Make an exact copy of the lines below.

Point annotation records
Start

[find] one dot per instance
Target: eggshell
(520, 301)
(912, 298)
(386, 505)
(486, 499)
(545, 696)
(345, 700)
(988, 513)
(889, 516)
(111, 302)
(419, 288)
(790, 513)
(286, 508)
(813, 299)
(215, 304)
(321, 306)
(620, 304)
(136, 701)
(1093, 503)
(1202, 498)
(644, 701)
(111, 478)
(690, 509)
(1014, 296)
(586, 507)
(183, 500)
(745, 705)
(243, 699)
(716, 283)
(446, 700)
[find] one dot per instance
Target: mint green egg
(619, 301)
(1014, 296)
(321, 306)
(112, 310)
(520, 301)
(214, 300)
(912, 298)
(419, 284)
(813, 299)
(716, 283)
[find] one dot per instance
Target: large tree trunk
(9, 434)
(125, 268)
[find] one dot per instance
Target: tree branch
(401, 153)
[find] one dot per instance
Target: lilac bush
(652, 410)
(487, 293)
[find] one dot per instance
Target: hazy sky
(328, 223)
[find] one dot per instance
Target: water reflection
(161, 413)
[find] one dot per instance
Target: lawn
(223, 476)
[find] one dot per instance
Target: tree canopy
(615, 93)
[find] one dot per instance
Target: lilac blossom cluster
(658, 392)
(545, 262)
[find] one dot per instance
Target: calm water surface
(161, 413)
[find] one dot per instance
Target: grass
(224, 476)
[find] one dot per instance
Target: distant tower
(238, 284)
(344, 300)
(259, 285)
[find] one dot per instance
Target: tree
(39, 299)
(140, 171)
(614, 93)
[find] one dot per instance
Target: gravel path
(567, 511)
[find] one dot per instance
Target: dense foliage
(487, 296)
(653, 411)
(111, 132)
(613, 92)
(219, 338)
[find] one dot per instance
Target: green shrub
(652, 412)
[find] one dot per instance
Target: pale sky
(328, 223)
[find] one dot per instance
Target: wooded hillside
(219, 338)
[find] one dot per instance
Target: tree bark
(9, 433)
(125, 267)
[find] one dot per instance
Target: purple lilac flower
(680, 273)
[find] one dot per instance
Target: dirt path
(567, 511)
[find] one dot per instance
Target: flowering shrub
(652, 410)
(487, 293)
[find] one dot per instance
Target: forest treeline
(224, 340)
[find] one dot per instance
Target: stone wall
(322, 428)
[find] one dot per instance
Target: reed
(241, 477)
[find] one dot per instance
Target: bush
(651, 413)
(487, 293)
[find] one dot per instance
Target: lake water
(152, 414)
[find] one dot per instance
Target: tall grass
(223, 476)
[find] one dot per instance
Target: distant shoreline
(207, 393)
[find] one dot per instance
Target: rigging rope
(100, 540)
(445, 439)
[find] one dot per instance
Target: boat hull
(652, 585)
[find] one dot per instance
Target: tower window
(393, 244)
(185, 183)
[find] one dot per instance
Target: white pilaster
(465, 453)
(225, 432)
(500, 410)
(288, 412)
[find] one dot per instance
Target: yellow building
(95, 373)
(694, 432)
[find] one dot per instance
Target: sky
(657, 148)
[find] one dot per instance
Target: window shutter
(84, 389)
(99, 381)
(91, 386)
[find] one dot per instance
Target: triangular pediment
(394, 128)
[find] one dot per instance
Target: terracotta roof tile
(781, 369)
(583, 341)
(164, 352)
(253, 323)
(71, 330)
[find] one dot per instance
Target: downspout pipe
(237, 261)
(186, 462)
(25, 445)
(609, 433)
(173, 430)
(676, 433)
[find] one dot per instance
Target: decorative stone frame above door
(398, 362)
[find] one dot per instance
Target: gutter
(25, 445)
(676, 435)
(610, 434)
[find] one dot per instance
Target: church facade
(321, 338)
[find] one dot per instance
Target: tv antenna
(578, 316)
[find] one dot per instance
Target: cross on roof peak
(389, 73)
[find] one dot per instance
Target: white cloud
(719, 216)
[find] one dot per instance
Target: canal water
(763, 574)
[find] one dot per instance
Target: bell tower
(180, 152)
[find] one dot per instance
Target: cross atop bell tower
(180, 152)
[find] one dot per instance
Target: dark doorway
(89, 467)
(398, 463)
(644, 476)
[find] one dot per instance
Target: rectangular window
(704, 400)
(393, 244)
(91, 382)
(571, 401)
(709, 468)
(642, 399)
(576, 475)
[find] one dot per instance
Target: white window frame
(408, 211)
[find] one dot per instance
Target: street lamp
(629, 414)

End

■ The output:
[find] one dot per instance
Target: eggshell
(520, 301)
(912, 298)
(386, 505)
(486, 499)
(545, 696)
(345, 700)
(988, 513)
(889, 516)
(111, 302)
(419, 288)
(790, 513)
(286, 508)
(813, 299)
(215, 304)
(321, 306)
(620, 304)
(136, 701)
(1093, 503)
(1202, 498)
(644, 701)
(111, 478)
(690, 509)
(1014, 296)
(586, 507)
(183, 500)
(745, 705)
(243, 699)
(716, 283)
(446, 700)
[find] one dot per instance
Target: mint green egg
(619, 301)
(1014, 296)
(321, 306)
(112, 310)
(520, 301)
(214, 300)
(912, 298)
(419, 284)
(813, 299)
(716, 283)
[find] one dot per instance
Target: large tree trunk
(9, 434)
(125, 268)
[find] one dot per instance
Target: tree branch
(401, 153)
[find] one dot per instance
Target: lilac bush
(652, 410)
(487, 293)
[find] one dot per instance
Target: hazy sky
(328, 223)
[find] one dot per instance
Target: water reflection
(161, 413)
[find] one dot per instance
Target: lawn
(223, 476)
[find] one dot per instance
Target: tree canopy
(615, 93)
[find] one dot per instance
Target: lilac blossom cluster
(658, 392)
(545, 262)
[find] one dot per instance
Target: calm water surface
(161, 413)
[find] one dot per instance
Target: grass
(224, 476)
[find] one dot per instance
Target: distant tower
(238, 284)
(344, 300)
(259, 285)
[find] one dot per instance
Target: tree
(39, 299)
(140, 171)
(614, 93)
[find] one dot per instance
Target: gravel path
(567, 511)
[find] one dot per instance
Target: dense foliage
(487, 296)
(653, 411)
(111, 132)
(613, 92)
(219, 338)
[find] one dot per instance
Target: green shrub
(652, 412)
[find] one dot per instance
Target: pale sky
(328, 223)
[find] one dot per instance
Target: wooded hillside
(219, 338)
[find] one dot per instance
Target: tree bark
(9, 433)
(125, 267)
[find] one dot per instance
Target: purple lilac flower
(680, 273)
[find] one dot per instance
Target: dirt path
(567, 511)
[find] one dot per instance
Target: flowering shrub
(652, 410)
(487, 293)
[find] one dot per instance
Target: forest treeline
(224, 340)
[find] one dot per instance
Target: stone wall
(322, 428)
[find] one dot per instance
Target: reed
(241, 477)
[find] one dot per instance
Target: bush
(651, 413)
(487, 293)
[find] one dot per instance
Target: lake water
(152, 414)
[find] one dot per instance
Target: tall grass
(223, 476)
[find] one dot per instance
Target: distant shoreline
(207, 393)
[find] one dot per instance
Target: rigging rope
(100, 540)
(445, 439)
[find] one dot per instance
Target: boat hull
(652, 585)
[find] one dot per instance
Target: tower window
(393, 244)
(185, 183)
[find] one dot per instance
Target: white pilaster
(465, 453)
(225, 432)
(500, 410)
(288, 412)
[find] one dot per instance
Target: yellow building
(95, 373)
(694, 432)
[find] one dot per instance
Target: sky
(657, 148)
[find] one dot per instance
Target: window shutter
(84, 389)
(99, 381)
(91, 386)
[find] one dot per instance
Target: triangular pediment
(394, 128)
[find] one dot per instance
Target: terracotta roof tile
(781, 369)
(583, 341)
(164, 352)
(253, 323)
(71, 330)
[find] one dot per instance
Target: downspout pipe
(237, 261)
(186, 462)
(25, 445)
(609, 433)
(173, 430)
(676, 433)
[find] one dot per instance
Target: decorative stone frame above door
(398, 362)
[find] one dot per instance
Target: gutter
(25, 445)
(676, 435)
(610, 434)
[find] one dot per instance
Target: church facade
(321, 338)
[find] one dot per instance
Target: tv antenna
(578, 316)
[find] one dot per instance
Target: cross on roof peak
(389, 73)
[find] one dot per instance
Target: white cloud
(719, 216)
[find] one dot per instance
Target: canal water
(763, 574)
[find] one dot per instance
Target: bell tower
(180, 152)
[find] one dot per instance
Target: cross atop bell tower
(180, 152)
[find] one dot per instance
Target: dark doorway
(89, 467)
(398, 463)
(644, 476)
[find] one dot per instance
Target: rectangular window
(704, 400)
(393, 244)
(91, 382)
(571, 401)
(709, 468)
(642, 399)
(576, 475)
[find] one dot per instance
Target: white window frame
(408, 211)
[find] one dot per instance
Target: street lamp
(629, 414)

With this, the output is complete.